>> BEGIN Data lines

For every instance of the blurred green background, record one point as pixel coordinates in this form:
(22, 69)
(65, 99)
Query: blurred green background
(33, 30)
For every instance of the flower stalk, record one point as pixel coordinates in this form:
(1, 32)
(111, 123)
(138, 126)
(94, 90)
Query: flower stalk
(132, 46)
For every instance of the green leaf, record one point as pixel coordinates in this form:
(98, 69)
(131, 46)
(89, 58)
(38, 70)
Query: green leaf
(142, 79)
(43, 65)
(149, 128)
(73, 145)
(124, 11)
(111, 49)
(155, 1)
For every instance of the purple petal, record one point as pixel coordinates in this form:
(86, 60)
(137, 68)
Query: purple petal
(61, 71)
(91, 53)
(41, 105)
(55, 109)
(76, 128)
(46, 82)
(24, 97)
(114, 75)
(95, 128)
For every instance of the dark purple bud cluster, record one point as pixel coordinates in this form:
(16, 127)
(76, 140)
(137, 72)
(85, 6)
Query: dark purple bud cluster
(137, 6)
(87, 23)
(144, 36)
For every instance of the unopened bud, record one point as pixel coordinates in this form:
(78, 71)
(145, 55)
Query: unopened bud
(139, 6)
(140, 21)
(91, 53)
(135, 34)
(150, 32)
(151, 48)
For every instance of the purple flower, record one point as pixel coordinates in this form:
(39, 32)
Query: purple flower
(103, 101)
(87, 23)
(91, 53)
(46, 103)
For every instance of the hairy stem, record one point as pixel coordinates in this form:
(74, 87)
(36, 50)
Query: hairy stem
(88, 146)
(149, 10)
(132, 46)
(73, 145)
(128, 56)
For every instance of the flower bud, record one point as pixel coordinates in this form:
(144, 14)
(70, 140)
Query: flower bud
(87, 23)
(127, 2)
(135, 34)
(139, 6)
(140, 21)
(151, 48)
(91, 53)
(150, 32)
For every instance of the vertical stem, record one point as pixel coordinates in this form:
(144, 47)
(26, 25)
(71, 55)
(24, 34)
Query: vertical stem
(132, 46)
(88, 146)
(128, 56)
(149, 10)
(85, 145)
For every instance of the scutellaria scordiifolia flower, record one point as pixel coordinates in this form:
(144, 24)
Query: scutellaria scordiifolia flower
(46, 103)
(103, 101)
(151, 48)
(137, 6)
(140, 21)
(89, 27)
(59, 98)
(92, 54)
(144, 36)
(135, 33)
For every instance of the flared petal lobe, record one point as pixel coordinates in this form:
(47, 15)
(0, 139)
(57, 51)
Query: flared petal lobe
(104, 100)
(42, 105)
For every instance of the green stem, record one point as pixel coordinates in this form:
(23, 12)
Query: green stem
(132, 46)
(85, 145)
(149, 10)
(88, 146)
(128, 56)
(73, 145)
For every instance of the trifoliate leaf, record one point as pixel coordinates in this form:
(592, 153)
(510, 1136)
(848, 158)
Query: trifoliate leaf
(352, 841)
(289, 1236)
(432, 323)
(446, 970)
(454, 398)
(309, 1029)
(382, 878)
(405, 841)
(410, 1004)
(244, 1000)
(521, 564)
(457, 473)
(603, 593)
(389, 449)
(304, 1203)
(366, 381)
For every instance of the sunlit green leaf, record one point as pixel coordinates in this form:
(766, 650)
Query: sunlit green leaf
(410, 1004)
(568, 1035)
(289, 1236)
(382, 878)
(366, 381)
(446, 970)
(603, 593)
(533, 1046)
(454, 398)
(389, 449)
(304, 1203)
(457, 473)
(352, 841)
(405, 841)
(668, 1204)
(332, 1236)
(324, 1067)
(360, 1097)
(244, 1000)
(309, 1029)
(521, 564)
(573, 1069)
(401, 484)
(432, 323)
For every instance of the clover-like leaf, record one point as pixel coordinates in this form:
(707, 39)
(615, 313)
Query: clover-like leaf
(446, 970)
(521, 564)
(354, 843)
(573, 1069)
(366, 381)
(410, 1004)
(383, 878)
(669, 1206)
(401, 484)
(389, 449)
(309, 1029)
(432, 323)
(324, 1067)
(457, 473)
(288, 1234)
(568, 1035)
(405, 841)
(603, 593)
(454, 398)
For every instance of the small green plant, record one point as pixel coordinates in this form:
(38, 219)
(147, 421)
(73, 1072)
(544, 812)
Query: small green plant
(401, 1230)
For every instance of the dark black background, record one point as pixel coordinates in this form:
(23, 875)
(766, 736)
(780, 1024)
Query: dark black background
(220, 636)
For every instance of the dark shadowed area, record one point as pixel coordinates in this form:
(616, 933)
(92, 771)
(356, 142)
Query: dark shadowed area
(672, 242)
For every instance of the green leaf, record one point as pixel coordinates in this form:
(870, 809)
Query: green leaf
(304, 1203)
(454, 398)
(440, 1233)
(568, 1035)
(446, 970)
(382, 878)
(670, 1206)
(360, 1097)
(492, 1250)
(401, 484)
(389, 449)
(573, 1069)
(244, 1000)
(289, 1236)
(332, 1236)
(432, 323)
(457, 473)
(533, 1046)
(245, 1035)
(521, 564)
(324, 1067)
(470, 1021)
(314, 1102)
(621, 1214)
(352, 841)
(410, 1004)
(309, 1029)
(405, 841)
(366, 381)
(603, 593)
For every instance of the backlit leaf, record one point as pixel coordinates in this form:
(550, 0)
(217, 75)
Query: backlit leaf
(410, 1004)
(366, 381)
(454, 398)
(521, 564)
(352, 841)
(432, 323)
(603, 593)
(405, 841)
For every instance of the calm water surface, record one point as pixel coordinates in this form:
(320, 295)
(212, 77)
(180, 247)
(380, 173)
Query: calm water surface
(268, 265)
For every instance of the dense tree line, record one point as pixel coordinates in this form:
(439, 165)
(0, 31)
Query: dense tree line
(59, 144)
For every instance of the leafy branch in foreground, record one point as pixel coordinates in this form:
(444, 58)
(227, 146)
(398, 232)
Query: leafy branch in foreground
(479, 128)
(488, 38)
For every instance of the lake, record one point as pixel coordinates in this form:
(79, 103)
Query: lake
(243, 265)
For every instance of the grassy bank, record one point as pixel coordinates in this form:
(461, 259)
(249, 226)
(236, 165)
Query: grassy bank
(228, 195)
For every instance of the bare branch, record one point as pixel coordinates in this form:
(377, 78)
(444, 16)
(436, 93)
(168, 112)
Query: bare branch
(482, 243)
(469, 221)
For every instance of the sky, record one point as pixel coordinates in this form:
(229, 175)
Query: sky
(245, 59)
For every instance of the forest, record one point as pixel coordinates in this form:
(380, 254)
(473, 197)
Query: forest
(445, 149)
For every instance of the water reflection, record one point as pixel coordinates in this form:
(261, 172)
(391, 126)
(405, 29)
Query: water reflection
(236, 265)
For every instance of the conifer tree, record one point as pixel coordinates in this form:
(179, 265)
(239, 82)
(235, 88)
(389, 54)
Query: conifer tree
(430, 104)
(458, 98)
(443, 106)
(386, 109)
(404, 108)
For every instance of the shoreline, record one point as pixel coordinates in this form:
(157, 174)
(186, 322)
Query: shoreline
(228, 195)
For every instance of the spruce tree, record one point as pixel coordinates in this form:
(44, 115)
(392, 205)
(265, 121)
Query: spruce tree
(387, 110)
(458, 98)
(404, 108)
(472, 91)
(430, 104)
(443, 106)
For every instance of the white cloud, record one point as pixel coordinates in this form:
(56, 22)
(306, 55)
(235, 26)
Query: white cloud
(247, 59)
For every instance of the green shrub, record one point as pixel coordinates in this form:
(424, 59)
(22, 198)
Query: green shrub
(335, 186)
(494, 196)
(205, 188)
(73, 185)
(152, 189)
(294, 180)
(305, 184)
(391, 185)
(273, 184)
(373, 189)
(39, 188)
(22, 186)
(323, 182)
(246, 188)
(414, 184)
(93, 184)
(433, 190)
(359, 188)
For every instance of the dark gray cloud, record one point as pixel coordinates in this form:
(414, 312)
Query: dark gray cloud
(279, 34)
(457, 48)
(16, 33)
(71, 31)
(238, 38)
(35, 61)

>> END Data lines

Task to carry out: Copy only the stretch running from the line containing "For every instance of the water" to the final line of the entries, both ends included, exactly as it stands.

Reply to the exercise:
For every instance of the water reflection, record one point as pixel coordinates in this form:
(261, 172)
(391, 126)
(405, 29)
Query: water reflection
(236, 265)
For every instance of the conifer tree, record one point as pixel coordinates in this form:
(179, 265)
(239, 82)
(235, 88)
(389, 54)
Query: conifer tree
(430, 104)
(458, 98)
(443, 106)
(386, 109)
(404, 108)
For every instance of the shoreline, record one point as pixel coordinates in this form:
(157, 174)
(186, 322)
Query: shoreline
(228, 195)
For every instance of the spruce tree, record one point as pixel coordinates in this form:
(44, 115)
(392, 205)
(265, 121)
Query: spruce tree
(387, 110)
(458, 98)
(404, 108)
(472, 91)
(430, 104)
(443, 106)
For every instance of the white cloud, record one point as pixel coordinates in this form:
(56, 22)
(306, 55)
(235, 26)
Query: white cloud
(247, 59)
For every instance of the green shrub, record one point as pixel coordinates in this form:
(424, 59)
(22, 198)
Query: green shrub
(335, 186)
(494, 196)
(205, 188)
(73, 185)
(152, 189)
(294, 180)
(305, 184)
(391, 185)
(273, 184)
(373, 189)
(39, 188)
(22, 186)
(323, 182)
(246, 188)
(414, 184)
(93, 184)
(433, 190)
(359, 188)
For every instance of the dark gray cloud, record one point as pixel coordinates in this form:
(414, 312)
Query: dark gray cloud
(279, 34)
(457, 48)
(16, 33)
(71, 31)
(238, 38)
(35, 61)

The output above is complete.